** Given instruction **
Leave out every picture, and output exactly the lines from the line containing "highlight, one point per instance" through the last line of the data.
start
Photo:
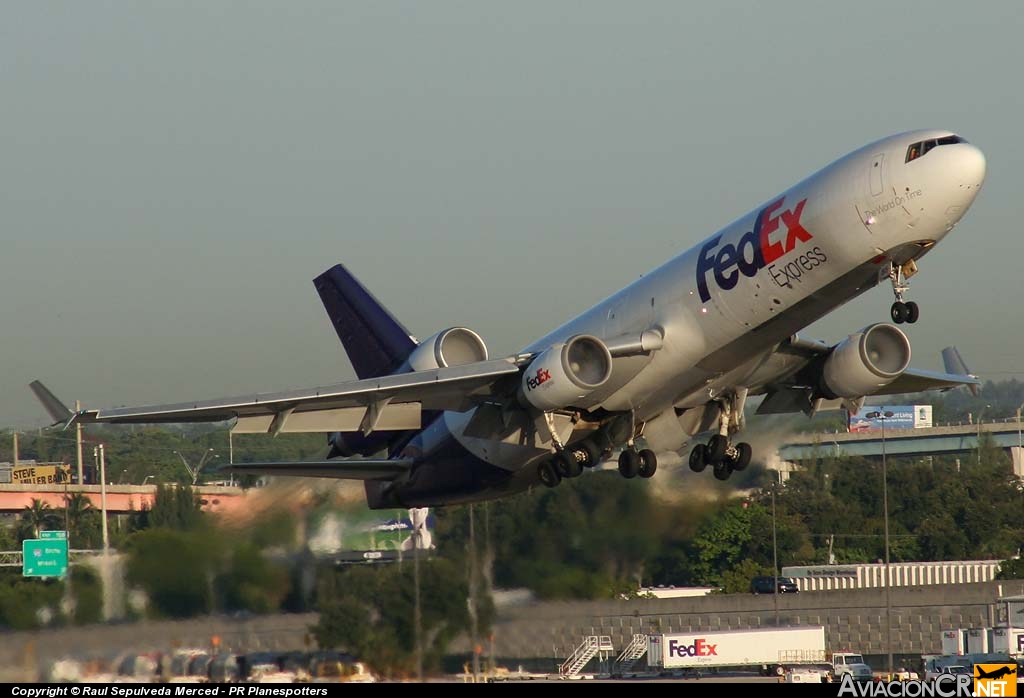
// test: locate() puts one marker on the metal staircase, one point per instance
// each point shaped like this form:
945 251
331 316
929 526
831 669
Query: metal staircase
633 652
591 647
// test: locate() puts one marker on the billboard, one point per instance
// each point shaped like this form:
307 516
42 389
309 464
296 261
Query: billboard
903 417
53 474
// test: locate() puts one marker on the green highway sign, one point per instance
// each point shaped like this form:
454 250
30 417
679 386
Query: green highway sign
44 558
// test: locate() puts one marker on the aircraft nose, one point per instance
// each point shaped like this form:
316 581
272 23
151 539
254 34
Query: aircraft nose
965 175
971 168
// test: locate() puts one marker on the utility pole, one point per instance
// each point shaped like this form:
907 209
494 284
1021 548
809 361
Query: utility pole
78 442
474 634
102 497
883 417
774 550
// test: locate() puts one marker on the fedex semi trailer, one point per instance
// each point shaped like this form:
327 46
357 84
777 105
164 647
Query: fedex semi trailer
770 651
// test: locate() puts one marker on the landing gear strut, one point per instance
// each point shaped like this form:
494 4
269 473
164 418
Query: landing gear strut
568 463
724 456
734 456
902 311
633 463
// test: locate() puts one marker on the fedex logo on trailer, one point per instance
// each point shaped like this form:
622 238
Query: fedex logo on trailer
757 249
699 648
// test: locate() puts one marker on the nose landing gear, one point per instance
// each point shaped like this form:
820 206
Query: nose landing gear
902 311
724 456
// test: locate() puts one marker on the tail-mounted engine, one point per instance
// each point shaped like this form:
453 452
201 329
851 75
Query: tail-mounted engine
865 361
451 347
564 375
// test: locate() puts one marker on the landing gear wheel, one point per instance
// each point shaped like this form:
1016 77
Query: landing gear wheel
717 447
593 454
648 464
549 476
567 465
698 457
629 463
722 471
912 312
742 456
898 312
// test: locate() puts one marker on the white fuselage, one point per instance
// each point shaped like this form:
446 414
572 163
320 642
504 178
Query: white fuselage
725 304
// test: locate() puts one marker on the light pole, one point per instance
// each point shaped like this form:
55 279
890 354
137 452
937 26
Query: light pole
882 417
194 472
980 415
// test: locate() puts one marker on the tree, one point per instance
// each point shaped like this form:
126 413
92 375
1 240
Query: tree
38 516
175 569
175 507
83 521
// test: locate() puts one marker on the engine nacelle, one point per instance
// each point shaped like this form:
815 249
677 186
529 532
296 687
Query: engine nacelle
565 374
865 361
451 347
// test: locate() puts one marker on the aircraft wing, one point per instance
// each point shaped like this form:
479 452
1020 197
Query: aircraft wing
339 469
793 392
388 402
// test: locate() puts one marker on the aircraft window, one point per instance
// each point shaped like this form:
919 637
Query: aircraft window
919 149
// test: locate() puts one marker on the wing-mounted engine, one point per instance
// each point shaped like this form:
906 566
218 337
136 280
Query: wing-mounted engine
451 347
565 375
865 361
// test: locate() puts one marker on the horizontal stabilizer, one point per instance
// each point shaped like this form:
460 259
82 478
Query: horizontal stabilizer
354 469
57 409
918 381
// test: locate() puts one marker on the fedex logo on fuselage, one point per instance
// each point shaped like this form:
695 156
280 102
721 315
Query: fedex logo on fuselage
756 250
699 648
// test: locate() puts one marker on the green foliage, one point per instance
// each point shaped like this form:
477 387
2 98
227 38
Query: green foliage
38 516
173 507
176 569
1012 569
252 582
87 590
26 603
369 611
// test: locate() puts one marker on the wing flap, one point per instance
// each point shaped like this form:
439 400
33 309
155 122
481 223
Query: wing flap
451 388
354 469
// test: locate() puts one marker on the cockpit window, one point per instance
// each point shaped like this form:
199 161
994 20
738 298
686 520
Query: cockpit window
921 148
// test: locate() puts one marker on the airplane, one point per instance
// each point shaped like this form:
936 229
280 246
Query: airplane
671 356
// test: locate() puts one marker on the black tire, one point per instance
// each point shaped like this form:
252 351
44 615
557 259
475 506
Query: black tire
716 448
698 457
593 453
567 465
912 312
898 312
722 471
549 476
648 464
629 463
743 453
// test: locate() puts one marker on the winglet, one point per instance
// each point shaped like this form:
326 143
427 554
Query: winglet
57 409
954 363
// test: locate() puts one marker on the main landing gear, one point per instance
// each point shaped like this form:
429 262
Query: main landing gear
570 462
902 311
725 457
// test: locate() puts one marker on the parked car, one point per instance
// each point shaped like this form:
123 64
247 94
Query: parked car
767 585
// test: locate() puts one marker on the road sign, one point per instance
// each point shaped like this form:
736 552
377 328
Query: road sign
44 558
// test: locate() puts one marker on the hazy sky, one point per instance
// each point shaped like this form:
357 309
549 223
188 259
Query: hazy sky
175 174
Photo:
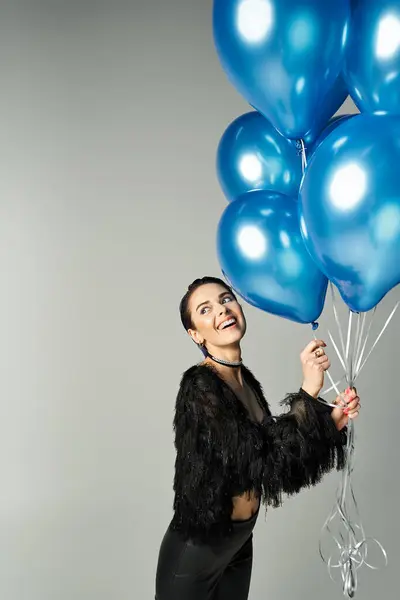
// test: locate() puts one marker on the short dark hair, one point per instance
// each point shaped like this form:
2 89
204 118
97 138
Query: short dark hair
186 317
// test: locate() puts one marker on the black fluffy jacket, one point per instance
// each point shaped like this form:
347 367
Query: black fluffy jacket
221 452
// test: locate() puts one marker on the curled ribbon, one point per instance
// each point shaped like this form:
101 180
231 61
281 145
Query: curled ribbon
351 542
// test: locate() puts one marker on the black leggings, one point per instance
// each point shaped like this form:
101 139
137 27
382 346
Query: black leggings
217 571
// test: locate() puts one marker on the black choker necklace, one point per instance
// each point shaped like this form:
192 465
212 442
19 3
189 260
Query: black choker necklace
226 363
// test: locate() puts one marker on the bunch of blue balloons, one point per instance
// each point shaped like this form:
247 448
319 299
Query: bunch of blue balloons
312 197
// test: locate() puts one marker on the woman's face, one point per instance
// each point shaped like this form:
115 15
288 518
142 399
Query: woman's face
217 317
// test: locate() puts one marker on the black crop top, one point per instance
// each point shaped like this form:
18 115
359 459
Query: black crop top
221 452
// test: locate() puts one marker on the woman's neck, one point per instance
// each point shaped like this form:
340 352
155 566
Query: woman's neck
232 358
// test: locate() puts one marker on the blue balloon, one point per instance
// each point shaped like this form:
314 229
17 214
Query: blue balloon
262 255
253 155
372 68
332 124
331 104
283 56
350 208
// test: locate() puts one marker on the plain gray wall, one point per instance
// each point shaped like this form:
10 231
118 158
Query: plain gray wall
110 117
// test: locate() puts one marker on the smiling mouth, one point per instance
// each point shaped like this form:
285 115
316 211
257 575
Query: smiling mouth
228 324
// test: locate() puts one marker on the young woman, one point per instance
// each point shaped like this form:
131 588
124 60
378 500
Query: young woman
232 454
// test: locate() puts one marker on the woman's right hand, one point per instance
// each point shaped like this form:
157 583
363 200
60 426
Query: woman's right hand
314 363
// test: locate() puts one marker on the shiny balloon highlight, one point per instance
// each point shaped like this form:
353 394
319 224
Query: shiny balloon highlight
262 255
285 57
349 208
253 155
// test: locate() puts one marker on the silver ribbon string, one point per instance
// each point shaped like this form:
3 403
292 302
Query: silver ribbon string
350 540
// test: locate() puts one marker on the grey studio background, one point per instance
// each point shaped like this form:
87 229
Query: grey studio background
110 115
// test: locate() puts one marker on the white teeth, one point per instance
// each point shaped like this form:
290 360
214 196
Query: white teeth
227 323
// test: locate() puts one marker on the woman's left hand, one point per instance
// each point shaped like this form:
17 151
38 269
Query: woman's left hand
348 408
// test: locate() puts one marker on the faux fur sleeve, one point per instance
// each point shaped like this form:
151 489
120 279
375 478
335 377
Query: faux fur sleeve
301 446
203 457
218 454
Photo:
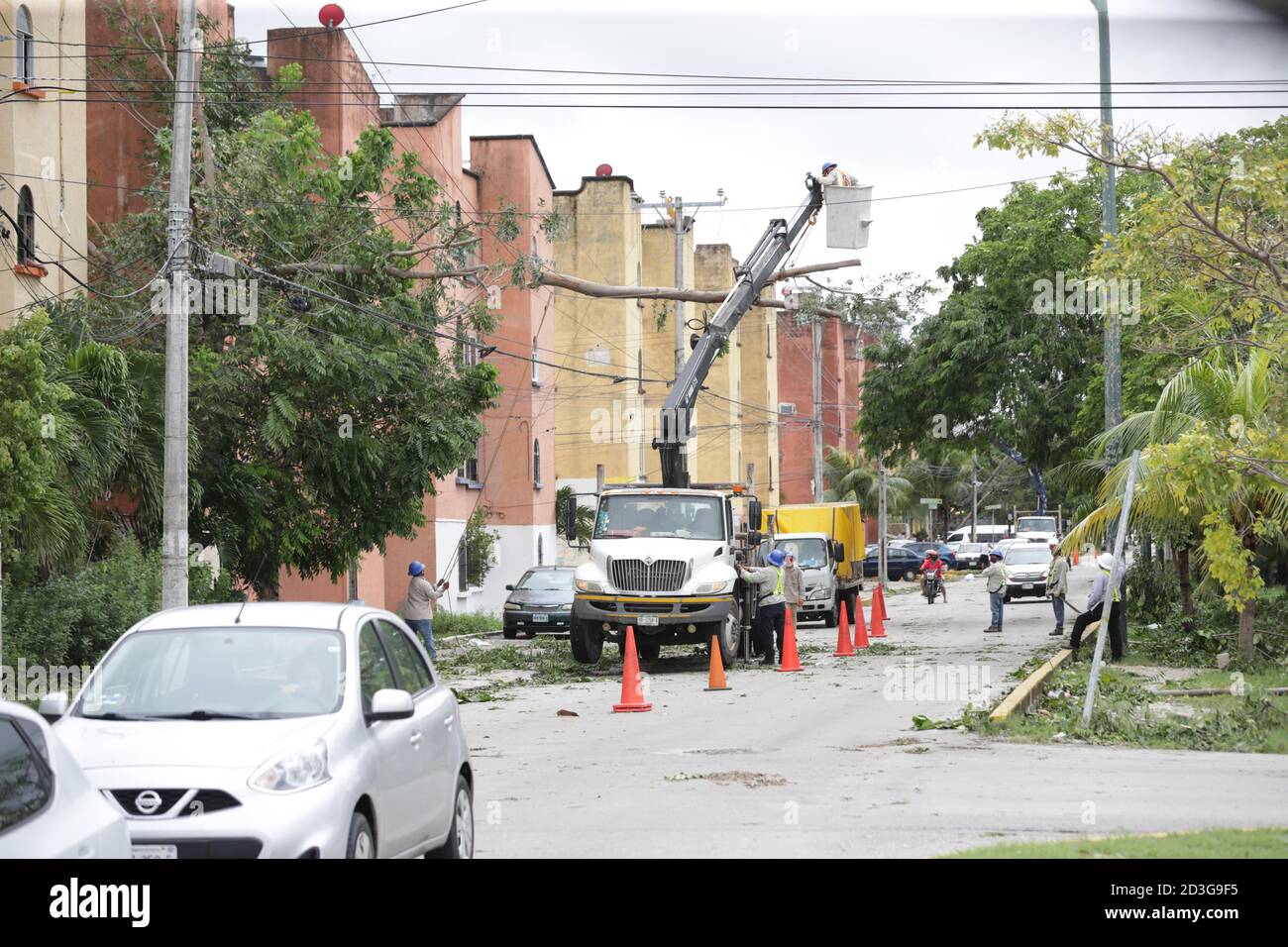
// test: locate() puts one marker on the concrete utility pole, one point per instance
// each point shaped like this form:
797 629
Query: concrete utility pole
end
** Result of this task **
// test: locate() puts one marker on the shiny balloon highlight, one point per instance
// each point shaped like this form:
353 394
319 224
Query: shiny balloon highlight
262 255
285 57
349 208
253 155
// test: locate() puts one marker on the silver ribbon string, one point per instance
// each point shaped like this form:
3 403
292 302
Query: silver ribbon string
350 540
// test: locate() puts one marker on the grey studio background, one point per instance
// each point shaped like this form:
87 229
Query: grey studio background
110 115
// test: locate() puts one marker on the white teeth, one point per instance
// each point shaped like this form:
290 360
214 196
Query: white teeth
227 323
// test: locate() puts one marker on the woman's left hand, one point per instance
// each point shaped like this form:
17 151
38 269
Query: woman's left hand
348 408
// test: locate() puts one marker on the faux fur sleeve, one point per instance
// each point shaped like this form:
151 489
120 279
375 478
335 377
Query: faux fur sleeve
301 446
203 457
218 454
Photo:
// test: locate() puts one marker on the concrete utility pole, one point per instance
// each point shaped like this form:
797 629
Query: concrete utility pole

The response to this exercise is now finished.